What you need to do:
1/ State whether each statement below agrees with the forum discussion, answering yes or no and quoting the words of the text that decide it: (a) one post points to a nine point spread between the NDP and the Greens; (b) one post says the Liberals should thank the Conservatives for saving them; (c) one post suggests Harper might vote in support of the Liberals' confidence motion.
2/ Return, word for word, everything in the forum discussion from "Hey no fair- that's" down to "work or whatever.".

------ Document passage ------

And with blowing up in Quebec today and saying things are being run from TO central, the ground under the libs in Quebec would be shaking to say the least. All those potential lib candidates the lib leader in charge of Que. just recruited decided - nay - it would be a disaster.

Stockholm

I heard that too. The Liberals should be on their hands and knees thanking the NDP for saving them from lining up to drink grape kool-aid if their non-confidence motion actually passed!

Scott Piatkowski Scott Piatkowski's picture

Oh look, a nine point spread between the NDP and Greens. I'm sure that our good Buddy will explain to us why this means that the NDP should be worried.

janfromthebruce

maybe Harper will do it for them - vote in support of their confidence motion - just to put the libs out of their misery.

Bookish Agrarian

Hey no fair- that's my secret conspiracy theory plot- that a number of Conservatives will suddenly be out putting shovels in the ground, or have the flu, or be busy with some sort of constituency work or whatever.

------ Data listing ------

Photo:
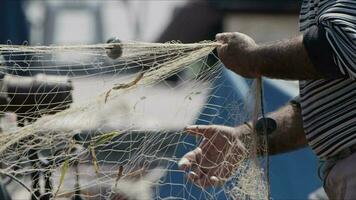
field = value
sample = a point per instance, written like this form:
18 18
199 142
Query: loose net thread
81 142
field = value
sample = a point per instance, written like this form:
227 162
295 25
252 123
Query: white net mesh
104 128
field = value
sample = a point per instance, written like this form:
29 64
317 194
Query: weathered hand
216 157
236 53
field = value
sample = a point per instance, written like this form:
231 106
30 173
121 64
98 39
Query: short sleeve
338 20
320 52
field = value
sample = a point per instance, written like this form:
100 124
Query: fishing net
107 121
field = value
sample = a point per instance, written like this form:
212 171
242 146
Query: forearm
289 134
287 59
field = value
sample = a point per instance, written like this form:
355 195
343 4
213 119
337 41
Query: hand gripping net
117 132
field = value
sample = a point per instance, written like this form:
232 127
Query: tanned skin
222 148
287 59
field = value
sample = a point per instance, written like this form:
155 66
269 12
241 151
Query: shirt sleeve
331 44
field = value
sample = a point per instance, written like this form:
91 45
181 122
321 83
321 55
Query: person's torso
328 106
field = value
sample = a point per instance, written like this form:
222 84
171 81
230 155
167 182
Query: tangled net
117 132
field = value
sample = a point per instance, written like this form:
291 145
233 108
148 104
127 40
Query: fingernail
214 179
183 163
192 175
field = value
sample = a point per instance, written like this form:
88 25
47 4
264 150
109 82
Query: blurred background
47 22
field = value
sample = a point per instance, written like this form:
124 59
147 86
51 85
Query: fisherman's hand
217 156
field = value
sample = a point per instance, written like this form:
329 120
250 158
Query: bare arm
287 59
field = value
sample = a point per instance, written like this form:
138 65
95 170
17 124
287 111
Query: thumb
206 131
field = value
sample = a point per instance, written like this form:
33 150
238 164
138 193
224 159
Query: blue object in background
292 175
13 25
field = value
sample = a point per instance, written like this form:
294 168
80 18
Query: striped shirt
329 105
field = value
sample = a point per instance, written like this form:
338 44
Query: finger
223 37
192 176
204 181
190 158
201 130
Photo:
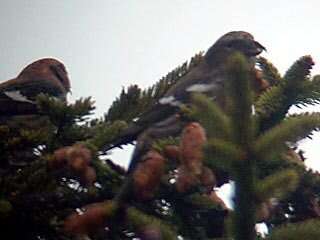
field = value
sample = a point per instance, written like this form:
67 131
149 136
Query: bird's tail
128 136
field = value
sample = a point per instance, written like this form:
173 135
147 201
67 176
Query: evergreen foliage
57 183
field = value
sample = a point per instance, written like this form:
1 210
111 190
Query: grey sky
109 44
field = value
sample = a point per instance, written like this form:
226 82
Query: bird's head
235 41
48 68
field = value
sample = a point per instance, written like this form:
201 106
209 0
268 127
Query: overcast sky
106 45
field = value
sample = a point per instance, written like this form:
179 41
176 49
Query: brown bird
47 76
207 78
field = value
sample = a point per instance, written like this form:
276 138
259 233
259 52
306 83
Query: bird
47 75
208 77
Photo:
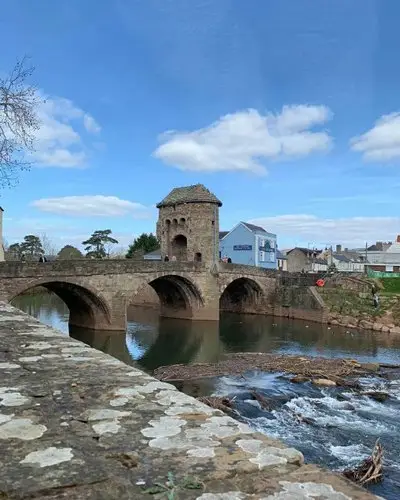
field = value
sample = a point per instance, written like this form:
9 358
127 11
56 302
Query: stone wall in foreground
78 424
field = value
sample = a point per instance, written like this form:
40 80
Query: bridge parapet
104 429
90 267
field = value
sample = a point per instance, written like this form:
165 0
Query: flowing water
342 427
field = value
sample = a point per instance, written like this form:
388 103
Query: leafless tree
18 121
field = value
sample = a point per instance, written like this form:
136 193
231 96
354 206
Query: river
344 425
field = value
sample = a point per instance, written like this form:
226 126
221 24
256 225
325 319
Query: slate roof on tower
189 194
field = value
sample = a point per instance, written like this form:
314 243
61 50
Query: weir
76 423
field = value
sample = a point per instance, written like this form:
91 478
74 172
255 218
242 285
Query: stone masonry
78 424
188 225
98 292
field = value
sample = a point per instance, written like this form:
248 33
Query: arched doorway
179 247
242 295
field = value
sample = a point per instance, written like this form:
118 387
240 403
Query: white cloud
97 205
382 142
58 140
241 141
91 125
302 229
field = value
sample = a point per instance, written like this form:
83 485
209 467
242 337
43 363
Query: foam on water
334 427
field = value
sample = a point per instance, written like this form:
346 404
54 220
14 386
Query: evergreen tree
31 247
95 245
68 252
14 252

------
------ Data listing ------

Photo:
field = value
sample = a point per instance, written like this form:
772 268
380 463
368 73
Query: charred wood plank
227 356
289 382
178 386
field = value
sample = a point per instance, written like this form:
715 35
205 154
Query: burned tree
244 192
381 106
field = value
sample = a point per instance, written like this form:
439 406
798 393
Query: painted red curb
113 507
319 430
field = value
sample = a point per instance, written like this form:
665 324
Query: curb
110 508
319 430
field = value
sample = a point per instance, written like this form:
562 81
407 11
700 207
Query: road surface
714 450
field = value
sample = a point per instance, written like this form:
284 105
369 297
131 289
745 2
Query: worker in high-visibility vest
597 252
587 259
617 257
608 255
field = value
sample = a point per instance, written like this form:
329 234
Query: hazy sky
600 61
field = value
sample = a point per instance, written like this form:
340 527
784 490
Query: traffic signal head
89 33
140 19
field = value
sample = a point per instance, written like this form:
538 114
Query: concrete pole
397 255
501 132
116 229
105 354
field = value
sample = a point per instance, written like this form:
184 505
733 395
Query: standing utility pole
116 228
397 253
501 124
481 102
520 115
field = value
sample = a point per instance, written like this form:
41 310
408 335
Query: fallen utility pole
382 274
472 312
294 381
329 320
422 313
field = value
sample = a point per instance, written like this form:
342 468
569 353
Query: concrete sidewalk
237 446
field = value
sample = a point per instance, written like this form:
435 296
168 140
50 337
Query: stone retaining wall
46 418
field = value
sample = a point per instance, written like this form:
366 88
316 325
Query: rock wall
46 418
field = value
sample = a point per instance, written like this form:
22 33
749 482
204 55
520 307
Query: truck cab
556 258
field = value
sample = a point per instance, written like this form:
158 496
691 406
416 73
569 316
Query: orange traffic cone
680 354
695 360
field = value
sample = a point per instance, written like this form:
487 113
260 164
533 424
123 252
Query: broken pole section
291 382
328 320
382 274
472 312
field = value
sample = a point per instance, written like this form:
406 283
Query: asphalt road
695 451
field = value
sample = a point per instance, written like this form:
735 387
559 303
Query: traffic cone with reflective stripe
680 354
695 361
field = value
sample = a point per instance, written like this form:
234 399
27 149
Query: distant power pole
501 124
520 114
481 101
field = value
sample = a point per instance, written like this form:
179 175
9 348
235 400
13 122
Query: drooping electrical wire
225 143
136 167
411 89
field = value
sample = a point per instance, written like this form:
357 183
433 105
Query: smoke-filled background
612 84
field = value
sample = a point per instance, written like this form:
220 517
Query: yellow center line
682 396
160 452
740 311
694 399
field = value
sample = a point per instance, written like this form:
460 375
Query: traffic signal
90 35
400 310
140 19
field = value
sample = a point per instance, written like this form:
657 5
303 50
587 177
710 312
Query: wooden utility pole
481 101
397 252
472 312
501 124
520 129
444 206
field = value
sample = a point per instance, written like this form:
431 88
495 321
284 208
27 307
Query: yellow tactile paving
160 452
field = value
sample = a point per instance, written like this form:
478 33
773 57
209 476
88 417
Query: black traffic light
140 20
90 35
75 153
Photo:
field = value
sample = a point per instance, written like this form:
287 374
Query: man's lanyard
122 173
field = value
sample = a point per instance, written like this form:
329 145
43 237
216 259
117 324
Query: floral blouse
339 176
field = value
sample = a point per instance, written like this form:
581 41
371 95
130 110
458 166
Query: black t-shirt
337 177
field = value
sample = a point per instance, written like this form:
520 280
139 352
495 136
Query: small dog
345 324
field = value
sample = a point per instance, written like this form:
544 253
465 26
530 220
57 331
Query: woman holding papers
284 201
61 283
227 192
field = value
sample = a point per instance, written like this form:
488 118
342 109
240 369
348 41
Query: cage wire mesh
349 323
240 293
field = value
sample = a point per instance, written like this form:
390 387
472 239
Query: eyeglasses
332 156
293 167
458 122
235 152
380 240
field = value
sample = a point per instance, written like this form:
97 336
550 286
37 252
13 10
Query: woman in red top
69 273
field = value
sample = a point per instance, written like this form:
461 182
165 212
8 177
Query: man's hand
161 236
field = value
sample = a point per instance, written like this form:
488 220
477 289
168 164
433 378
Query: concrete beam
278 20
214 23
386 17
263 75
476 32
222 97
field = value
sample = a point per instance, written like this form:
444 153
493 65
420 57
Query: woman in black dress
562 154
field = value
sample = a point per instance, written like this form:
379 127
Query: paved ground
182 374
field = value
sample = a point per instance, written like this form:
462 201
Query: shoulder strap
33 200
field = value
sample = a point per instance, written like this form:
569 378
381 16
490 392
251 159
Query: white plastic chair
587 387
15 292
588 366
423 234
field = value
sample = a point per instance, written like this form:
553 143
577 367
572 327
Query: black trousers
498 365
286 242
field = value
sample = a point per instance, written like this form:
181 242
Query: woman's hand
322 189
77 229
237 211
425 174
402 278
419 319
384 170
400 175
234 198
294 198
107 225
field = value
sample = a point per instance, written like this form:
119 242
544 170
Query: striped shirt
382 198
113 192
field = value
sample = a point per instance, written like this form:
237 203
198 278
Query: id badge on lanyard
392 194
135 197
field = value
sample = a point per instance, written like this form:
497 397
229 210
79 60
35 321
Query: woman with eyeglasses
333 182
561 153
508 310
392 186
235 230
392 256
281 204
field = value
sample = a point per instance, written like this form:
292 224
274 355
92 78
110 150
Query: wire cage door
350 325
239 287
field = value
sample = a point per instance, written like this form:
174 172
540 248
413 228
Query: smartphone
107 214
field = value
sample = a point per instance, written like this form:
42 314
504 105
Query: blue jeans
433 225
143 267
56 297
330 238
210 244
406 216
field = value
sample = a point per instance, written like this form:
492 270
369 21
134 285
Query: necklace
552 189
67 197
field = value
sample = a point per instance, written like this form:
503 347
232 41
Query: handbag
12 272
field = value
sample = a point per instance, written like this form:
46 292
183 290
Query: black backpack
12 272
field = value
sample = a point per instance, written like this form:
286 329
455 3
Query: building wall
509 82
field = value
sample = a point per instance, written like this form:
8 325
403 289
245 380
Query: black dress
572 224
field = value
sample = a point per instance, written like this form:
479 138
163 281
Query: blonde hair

------
------ Data listing ------

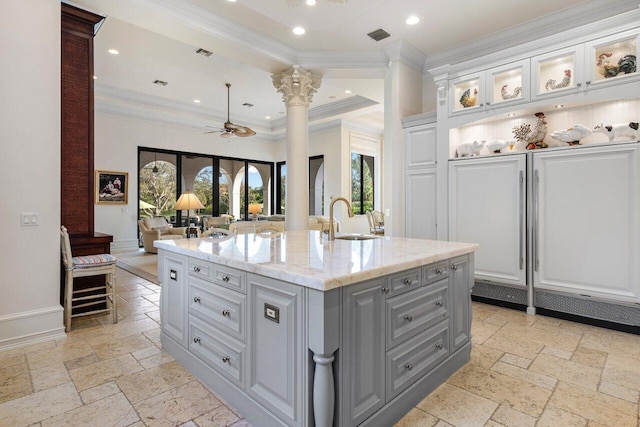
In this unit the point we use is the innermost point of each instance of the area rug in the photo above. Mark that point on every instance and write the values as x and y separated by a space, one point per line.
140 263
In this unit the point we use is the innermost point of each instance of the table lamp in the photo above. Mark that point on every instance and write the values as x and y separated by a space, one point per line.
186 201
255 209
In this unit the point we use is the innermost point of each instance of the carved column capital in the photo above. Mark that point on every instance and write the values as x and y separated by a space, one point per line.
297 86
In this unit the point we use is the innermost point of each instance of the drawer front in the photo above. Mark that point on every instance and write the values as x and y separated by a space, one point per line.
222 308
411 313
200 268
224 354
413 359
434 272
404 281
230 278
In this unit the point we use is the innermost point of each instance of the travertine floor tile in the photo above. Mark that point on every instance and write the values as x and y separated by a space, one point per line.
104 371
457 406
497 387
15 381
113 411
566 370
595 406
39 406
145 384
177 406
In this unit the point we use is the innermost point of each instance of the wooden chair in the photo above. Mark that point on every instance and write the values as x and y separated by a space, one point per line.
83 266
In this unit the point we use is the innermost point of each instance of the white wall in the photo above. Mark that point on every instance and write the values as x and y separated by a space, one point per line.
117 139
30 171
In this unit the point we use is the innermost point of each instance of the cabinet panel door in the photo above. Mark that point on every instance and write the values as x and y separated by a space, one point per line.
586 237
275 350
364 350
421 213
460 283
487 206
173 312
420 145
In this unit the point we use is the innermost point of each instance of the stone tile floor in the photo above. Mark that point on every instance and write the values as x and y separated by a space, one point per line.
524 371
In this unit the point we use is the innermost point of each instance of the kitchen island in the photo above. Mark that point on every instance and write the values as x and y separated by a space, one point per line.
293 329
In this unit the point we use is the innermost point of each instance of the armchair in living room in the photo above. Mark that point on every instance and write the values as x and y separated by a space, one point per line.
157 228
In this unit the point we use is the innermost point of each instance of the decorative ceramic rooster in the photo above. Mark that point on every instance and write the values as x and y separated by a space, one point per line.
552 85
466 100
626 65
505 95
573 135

------

Answers:
1/
(a) Yes: "Oh look, a nine point spread between the NDP and Greens."
(b) No: "The Liberals should be on their hands and knees thanking the NDP for saving them"
(c) Yes: "maybe Harper will do it for them - vote in support of their confidence motion"

2/
Hey no fair- that's my secret conspiracy theory plot- that a number of Conservatives will suddenly be out putting shovels in the ground, or have the flu, or be busy with some sort of constituency work or whatever.